**Provided text**
Are the skills required for an IP litigator different to those required for a transactional IP lawyer? And are the skills for the latter different to those required for an M&A lawyer? What has happened to the general commercial practitioner who can turn his or her hand to anything that comes through the door, of a contentious or non-contentious nature?

Recent posts on this blog have focussed on drafting techniques, but they are only a part of the overall skill set required by many lawyers who advise business clients (using the term “business” loosely to distinguish from consumers).

The skills and attributes that IP Draughts tries to help his junior colleagues develop include (some of these overlap, and in no particular order):

  1. A foundation of technical accuracy, developed by continuous learning. Our UCL course on IP Transactions, as well as the Oxford diploma course, helps to supports this long term objective.
  2. Drafting skills, in commercial contracts and more generally in legal documents including notes of advice.
  3. Clear and purposeful communication with clients and others. The purpose will vary, and in individual cases the communication may need a particular mix of (a) analysis of what is needed, (b) organisation of material, (c) helpfulness, including understanding how the intended reader processes information, (d) conciseness, (e) completeness and accuracy, (f) bullet-proofness, (g) advocacy, (h) directing or recommending, etc.
  4. Ethical conduct and regulatory compliance.
  5. User-friendliness.
  6. Negotiating skills and tradecraft.
  7. Recognition of the different roles, character and temperaments of parties and understanding their needs and priorities.
  8. Risk management.
  9. Mutual cooperation in a supportive working environment.
  10. Self-motivation and motivation of others.
  11. Participation in the wider community of lawyers and clients, eg through writing, teaching, committee work.
  12. A passion for excellence in all of the above.

The skills for commercial litigators will overlap with the above list but include other items. IP Draughts sometimes gets involved at the margins of litigation, eg knowing how to select, instruct and manage a barrister, or how to write a letter before action, but rarely gets involved in the core activity, including working within the civil practice rules and directions.

Has IP Draughts missed anything important for a transactional IP lawyer?

**Data excerpts**
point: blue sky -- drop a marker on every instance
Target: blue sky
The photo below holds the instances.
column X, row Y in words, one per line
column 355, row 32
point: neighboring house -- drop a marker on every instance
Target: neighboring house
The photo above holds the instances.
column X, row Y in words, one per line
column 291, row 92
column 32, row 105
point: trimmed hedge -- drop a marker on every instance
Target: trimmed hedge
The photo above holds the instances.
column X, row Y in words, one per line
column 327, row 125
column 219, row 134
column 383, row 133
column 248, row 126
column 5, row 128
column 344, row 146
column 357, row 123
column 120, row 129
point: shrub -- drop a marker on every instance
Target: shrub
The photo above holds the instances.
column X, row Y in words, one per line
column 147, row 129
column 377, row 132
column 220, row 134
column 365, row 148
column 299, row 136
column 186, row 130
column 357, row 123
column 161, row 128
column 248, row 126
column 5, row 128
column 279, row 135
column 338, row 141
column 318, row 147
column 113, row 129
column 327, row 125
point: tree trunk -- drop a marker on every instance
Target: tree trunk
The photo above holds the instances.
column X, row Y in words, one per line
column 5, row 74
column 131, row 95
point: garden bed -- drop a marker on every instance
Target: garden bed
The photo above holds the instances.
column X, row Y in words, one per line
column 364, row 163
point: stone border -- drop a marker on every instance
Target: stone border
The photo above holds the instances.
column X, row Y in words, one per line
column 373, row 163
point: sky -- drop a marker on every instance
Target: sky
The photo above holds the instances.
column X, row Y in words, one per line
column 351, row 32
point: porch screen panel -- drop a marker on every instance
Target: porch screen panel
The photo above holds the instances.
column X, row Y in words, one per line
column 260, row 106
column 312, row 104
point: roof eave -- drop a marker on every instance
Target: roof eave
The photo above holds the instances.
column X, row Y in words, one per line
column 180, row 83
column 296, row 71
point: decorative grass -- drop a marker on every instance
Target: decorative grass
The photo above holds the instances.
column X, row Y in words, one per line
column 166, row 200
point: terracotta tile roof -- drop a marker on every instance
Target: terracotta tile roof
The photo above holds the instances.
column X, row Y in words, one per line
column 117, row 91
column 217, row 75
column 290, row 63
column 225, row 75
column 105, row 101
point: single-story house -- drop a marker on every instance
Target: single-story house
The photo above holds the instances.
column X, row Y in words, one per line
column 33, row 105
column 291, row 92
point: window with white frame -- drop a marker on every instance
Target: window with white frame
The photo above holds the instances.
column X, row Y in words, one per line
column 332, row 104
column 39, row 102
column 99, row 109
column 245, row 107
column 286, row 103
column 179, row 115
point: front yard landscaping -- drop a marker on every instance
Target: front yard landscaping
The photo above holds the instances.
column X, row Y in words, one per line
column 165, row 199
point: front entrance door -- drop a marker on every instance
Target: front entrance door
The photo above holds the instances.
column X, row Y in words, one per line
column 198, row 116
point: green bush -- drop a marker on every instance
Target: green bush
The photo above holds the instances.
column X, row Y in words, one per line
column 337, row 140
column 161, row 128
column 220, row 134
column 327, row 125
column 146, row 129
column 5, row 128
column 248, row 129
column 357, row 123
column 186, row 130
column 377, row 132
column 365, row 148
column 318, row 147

**List of tasks**
a - According to the blog post on lawyers' skills, which two courses help support technical accuracy?
b - For each statement, say whether it agrees with the blog post on lawyers' skills, and quote the words that decide it. (i) The skills are listed in order of importance. (ii) IP Draughts rarely gets involved in the core activity of litigation. (iii) Risk management is one of the listed skills.
c - Reproduce verbatim the part of the blog post on lawyers' skills starting at "8. Risk management." and ending at "rules and directions.".
The items are separate material from the blog post on lawyers' skills.

**Solved problems**
a - The UCL course on IP Transactions and the Oxford diploma course.

b -
(i) No: "in no particular order"
(ii) Yes: "but rarely gets involved in the core activity"
(iii) Yes: "8. Risk management."

c -
8. Risk management.
  9. Mutual cooperation in a supportive working environment.
  10. Self-motivation and motivation of others.
  11. Participation in the wider community of lawyers and clients, eg through writing, teaching, committee work.
  12. A passion for excellence in all of the above.

The skills for commercial litigators will overlap with the above list but include other items. IP Draughts sometimes gets involved at the margins of litigation, eg knowing how to select, instruct and manage a barrister, or how to write a letter before action, but rarely gets involved in the core activity, including working within the civil practice rules and directions.